Exercice
Réécrivez les lignes comprises entre celle qui contient "Batch processing job — object class: player's open" et celle qui contient "517 316 556 334", incluses, en remplaçant "snug" par "tight" et sans rien modifier d'autre.

Entrées
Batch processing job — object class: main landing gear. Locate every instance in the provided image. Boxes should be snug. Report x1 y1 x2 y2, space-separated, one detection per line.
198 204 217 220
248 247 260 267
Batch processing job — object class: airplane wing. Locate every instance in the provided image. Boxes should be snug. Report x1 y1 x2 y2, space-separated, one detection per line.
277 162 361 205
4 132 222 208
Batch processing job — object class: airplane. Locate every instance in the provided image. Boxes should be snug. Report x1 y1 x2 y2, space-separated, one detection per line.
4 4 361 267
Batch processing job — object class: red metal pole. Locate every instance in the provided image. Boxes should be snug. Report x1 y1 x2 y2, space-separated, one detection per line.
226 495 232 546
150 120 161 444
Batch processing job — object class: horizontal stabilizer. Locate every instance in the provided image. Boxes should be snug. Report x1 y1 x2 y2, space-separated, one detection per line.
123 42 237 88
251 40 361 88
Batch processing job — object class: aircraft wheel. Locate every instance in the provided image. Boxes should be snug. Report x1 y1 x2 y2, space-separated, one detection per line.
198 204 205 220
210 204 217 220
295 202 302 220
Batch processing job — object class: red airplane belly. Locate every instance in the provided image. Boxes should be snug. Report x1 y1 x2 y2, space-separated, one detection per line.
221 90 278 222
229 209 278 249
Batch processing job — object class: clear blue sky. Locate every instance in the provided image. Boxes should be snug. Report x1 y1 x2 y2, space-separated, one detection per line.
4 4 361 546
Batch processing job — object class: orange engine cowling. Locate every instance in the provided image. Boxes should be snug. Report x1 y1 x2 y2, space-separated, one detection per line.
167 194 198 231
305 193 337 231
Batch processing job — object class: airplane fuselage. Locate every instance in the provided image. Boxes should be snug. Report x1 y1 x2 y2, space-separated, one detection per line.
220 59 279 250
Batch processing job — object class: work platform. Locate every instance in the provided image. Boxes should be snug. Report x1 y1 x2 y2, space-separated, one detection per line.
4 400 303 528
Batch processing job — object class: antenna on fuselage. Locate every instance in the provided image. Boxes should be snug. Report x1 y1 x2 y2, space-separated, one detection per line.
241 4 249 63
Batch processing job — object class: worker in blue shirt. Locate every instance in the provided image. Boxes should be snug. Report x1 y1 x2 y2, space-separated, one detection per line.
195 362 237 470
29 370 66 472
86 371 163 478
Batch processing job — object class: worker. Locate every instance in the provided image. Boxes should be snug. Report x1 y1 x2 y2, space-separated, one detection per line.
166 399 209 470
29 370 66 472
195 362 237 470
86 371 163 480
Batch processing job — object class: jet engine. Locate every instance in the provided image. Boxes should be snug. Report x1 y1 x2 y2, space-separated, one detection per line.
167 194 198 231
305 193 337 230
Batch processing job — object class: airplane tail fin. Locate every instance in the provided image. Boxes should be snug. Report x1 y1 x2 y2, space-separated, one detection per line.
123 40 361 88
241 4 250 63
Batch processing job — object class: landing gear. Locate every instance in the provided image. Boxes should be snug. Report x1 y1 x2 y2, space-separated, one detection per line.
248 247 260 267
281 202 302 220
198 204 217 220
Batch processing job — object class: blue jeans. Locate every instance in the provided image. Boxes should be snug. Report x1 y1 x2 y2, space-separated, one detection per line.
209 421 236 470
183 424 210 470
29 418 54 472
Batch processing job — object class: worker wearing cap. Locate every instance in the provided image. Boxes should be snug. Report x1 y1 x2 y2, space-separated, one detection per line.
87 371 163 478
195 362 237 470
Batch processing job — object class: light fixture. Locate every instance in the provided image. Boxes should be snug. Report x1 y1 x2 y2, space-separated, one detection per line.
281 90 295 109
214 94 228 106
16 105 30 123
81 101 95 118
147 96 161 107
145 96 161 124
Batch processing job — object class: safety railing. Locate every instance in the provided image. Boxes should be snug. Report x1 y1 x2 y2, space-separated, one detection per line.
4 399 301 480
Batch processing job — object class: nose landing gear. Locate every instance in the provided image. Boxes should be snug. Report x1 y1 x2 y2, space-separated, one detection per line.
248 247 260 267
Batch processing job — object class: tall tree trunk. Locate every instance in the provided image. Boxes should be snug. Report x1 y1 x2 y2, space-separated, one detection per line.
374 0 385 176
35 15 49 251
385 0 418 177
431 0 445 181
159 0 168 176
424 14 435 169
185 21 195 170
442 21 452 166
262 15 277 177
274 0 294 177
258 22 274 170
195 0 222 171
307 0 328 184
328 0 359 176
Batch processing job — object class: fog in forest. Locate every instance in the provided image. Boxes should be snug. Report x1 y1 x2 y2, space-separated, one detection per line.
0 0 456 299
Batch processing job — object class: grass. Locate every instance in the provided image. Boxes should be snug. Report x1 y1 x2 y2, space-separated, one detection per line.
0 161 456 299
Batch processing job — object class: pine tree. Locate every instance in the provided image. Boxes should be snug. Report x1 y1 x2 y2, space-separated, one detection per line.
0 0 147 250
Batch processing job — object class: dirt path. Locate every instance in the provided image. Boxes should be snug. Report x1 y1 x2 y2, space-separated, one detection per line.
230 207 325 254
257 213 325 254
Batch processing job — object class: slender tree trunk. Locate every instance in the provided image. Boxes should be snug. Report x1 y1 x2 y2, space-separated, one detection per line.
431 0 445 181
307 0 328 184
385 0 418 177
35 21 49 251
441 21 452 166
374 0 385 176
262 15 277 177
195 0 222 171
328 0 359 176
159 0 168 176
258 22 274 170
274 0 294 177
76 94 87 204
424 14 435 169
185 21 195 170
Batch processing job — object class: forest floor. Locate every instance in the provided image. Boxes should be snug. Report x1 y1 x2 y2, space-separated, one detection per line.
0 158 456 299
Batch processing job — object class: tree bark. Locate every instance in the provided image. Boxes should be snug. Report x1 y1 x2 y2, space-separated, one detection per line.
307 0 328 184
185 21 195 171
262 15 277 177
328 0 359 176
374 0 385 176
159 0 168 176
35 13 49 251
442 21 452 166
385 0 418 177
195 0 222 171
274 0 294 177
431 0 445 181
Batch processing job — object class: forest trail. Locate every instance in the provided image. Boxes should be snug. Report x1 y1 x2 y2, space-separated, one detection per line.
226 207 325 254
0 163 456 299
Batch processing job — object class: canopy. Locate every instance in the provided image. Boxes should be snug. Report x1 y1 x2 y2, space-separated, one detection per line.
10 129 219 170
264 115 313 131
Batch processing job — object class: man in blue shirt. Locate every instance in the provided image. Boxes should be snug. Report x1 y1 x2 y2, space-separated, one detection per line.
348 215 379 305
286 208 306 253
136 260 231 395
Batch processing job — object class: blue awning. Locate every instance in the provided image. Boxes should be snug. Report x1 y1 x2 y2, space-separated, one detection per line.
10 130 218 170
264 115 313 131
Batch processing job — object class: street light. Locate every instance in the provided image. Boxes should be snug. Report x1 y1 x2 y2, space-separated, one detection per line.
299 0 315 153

...

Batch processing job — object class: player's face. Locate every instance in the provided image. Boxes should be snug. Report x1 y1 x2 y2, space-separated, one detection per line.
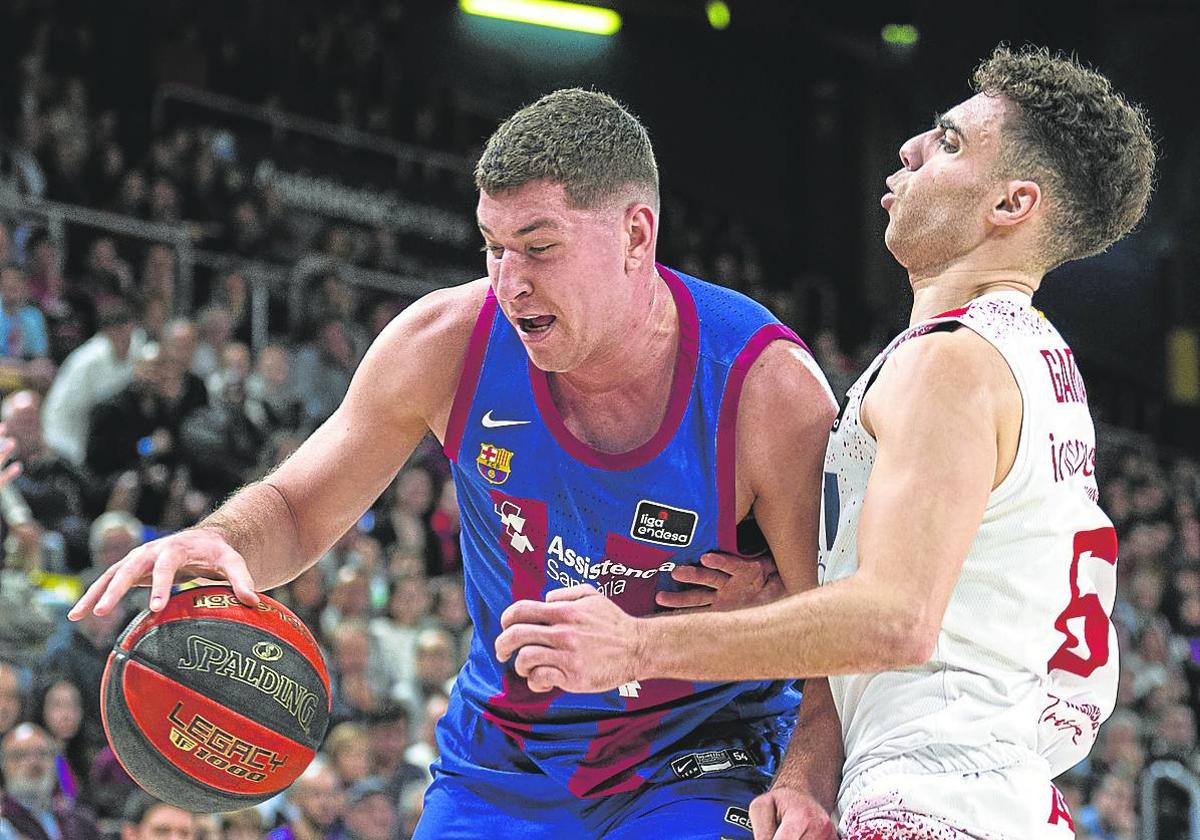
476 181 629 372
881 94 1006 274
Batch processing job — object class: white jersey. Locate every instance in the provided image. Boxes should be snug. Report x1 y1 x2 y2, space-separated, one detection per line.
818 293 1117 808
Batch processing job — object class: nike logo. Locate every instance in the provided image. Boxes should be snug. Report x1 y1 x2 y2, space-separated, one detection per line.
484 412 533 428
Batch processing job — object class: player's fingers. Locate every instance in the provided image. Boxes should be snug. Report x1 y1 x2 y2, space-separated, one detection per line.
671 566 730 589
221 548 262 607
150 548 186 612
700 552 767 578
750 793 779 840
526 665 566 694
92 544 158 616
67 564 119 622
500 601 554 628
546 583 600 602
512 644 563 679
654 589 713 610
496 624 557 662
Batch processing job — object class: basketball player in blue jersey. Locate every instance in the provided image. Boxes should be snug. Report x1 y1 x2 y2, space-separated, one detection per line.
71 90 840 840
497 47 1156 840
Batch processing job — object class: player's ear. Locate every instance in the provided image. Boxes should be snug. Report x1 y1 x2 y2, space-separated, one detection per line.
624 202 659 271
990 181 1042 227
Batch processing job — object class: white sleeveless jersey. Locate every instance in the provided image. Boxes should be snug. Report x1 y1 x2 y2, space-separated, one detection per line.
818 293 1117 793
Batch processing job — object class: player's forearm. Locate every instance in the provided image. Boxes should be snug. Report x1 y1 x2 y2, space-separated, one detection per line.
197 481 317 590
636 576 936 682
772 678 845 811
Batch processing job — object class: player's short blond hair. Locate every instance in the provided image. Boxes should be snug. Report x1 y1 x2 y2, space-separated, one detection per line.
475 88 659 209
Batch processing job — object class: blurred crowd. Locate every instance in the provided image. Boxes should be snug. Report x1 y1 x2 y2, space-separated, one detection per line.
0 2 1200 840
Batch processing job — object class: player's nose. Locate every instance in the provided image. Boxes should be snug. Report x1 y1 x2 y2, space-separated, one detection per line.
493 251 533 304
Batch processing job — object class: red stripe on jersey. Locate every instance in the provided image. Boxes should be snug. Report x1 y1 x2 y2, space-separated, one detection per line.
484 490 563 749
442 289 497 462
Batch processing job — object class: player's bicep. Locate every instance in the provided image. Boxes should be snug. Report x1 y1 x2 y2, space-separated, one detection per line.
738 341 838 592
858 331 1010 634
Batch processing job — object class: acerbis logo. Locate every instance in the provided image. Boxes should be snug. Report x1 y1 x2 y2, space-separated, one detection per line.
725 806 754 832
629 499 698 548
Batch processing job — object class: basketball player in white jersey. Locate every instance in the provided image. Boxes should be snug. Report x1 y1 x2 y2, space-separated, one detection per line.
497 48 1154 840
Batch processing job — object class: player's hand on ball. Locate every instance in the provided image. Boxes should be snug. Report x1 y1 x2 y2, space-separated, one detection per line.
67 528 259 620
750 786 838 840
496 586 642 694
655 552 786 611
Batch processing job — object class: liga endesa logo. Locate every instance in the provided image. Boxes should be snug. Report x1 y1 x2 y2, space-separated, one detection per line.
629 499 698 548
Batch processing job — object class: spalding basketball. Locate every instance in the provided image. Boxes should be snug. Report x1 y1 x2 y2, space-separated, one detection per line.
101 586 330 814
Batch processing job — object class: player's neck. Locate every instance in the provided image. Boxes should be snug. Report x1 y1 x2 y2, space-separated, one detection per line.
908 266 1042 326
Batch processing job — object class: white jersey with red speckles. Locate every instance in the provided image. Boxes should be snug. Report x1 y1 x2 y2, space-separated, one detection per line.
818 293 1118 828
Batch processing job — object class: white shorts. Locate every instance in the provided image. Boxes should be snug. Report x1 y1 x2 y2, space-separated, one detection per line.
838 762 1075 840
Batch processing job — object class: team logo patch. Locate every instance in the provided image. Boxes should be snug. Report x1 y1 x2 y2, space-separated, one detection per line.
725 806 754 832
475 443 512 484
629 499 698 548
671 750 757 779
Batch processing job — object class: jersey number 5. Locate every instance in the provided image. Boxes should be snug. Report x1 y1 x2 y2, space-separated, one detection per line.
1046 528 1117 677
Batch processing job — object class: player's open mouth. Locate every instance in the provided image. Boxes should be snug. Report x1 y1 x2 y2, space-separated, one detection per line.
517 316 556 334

--

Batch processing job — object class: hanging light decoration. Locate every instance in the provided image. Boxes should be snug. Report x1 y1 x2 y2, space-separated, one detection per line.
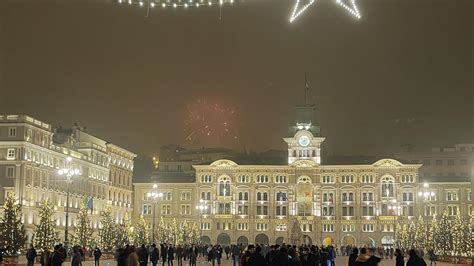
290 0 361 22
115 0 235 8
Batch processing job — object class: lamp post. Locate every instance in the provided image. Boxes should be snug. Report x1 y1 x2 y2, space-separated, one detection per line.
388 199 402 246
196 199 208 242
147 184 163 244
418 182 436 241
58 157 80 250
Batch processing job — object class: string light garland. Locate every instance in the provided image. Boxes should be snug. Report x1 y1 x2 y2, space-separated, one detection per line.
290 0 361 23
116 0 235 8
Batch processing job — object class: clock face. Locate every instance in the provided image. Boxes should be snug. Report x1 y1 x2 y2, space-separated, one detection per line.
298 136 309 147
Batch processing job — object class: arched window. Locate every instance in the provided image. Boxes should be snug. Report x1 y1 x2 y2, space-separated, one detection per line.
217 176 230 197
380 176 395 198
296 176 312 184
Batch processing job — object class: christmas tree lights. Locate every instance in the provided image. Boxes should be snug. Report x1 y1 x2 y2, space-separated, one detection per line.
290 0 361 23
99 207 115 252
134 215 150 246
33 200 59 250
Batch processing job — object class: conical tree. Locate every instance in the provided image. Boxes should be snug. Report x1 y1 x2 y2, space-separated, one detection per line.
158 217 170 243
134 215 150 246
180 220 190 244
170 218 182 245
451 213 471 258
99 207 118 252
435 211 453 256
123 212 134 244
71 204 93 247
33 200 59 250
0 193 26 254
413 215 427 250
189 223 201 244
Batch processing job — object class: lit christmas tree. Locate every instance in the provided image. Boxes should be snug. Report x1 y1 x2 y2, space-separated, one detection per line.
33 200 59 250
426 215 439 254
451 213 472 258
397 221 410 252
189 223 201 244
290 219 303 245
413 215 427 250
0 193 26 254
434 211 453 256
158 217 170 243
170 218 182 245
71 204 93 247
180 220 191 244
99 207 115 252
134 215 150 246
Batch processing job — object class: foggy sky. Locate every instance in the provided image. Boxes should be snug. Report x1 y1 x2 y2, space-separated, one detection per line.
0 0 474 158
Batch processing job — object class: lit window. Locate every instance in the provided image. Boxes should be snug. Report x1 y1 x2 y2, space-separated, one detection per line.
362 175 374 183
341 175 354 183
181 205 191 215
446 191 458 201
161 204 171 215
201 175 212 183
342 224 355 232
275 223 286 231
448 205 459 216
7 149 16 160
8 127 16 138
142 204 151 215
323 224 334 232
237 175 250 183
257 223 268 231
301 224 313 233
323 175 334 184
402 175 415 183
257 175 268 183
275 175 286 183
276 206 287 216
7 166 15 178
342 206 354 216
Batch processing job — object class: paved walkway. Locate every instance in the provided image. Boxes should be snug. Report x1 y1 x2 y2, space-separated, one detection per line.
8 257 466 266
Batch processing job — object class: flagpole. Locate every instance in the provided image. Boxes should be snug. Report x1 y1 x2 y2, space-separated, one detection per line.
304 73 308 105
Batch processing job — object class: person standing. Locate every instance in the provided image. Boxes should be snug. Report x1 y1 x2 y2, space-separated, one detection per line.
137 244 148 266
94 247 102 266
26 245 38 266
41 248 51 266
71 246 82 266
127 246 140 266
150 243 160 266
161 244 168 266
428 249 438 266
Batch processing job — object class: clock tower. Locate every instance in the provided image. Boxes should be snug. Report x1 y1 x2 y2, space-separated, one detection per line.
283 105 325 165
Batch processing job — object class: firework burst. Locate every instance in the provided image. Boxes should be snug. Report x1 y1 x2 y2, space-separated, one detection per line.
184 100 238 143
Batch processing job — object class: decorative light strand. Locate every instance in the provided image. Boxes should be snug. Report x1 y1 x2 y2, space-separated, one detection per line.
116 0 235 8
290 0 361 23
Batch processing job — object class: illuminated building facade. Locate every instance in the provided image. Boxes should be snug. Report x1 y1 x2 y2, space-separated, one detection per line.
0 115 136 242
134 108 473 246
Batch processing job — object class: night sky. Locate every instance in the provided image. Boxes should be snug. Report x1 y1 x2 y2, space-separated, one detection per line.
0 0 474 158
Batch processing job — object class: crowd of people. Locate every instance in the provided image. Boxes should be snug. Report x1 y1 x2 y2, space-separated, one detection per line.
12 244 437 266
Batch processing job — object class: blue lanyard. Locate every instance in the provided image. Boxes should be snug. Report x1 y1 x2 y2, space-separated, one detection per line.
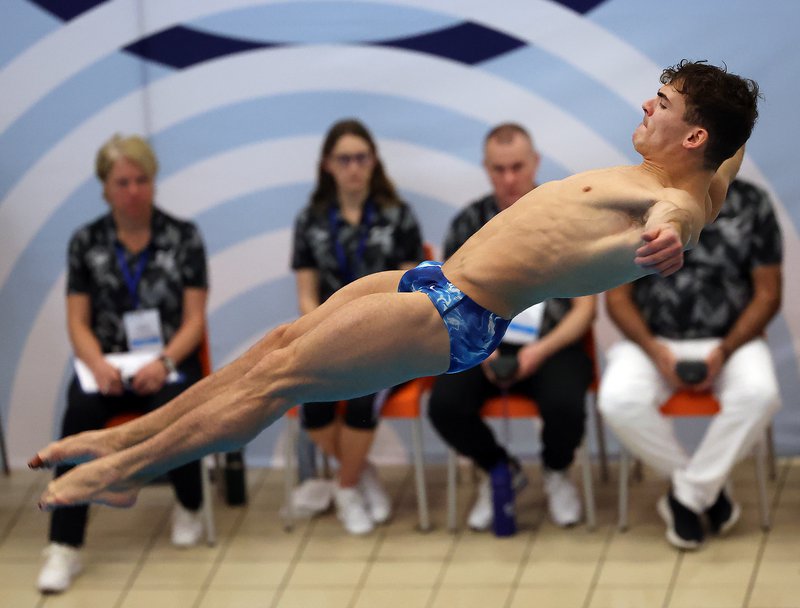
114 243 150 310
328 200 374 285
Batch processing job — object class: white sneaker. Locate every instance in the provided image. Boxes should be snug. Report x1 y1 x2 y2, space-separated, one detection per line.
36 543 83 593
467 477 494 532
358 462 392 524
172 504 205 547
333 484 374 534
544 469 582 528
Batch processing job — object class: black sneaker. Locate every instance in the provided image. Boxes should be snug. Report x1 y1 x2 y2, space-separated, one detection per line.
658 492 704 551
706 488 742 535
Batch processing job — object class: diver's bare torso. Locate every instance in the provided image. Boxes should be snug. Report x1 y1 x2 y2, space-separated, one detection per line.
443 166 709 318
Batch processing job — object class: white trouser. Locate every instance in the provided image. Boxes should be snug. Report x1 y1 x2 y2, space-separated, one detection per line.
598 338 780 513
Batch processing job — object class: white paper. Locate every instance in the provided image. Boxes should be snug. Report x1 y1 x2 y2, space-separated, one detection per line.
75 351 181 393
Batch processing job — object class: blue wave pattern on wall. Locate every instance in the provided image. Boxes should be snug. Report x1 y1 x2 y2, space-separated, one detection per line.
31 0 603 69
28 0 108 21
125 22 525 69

Tâche accomplie
Batch processing job — object class: player's open mouth. Locate every instance in the provided image. Boxes should be tight. Report x1 y1 x2 y2, space-separated, one detection per line.
517 316 556 334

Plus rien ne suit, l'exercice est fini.